§ DATA PROVIDED
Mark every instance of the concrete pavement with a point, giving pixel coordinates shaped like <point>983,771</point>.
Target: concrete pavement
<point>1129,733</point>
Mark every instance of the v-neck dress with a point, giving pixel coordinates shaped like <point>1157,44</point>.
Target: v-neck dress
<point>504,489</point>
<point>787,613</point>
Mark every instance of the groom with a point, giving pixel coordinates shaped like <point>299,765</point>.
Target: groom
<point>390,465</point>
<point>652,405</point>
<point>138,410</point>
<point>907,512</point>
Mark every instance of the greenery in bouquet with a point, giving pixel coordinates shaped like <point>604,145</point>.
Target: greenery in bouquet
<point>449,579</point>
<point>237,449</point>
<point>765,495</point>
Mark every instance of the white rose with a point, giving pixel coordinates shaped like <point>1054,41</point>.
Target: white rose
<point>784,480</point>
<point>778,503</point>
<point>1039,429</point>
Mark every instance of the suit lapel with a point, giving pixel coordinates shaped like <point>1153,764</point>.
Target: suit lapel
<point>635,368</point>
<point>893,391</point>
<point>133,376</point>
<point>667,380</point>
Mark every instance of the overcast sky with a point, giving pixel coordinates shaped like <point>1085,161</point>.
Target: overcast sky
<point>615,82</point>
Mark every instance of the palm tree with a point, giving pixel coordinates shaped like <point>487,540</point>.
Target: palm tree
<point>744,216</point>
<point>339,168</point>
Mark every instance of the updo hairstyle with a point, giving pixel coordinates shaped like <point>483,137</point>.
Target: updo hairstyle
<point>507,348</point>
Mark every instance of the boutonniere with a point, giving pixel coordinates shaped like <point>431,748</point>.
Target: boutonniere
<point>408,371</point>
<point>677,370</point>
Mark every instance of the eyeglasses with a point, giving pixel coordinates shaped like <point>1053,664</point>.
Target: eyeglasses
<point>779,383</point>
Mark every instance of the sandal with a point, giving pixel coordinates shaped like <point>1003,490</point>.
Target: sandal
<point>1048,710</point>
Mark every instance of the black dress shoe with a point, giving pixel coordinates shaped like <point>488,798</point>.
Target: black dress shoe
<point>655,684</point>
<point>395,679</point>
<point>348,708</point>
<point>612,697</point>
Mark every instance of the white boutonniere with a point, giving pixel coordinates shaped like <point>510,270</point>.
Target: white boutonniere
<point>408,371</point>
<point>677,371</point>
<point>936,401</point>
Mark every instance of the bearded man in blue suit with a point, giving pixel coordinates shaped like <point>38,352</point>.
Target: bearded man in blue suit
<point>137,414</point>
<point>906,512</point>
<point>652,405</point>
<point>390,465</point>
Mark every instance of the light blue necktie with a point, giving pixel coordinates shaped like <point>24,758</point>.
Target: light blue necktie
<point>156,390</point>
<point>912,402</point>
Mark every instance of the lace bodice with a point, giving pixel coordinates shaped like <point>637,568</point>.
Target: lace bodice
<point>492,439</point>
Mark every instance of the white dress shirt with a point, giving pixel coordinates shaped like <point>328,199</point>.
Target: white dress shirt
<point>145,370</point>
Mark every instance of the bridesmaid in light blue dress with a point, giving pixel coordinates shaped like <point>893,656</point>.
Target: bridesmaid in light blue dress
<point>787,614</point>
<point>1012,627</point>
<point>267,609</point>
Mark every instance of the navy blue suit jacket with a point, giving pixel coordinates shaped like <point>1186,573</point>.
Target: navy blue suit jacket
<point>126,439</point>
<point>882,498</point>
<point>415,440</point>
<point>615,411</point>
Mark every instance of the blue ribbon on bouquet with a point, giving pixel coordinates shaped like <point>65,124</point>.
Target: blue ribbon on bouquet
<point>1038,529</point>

§ EXERCISE DESCRIPTION
Using the records above, copy exactly the lines from the one containing "Mark every instance of the blue" through the last, inclusive, and nothing else.

§ RESPONSE
Mark every instance of the blue ribbon on bouquet with a point, giving pixel coordinates shaped like <point>65,124</point>.
Target: blue ribbon on bouquet
<point>1038,529</point>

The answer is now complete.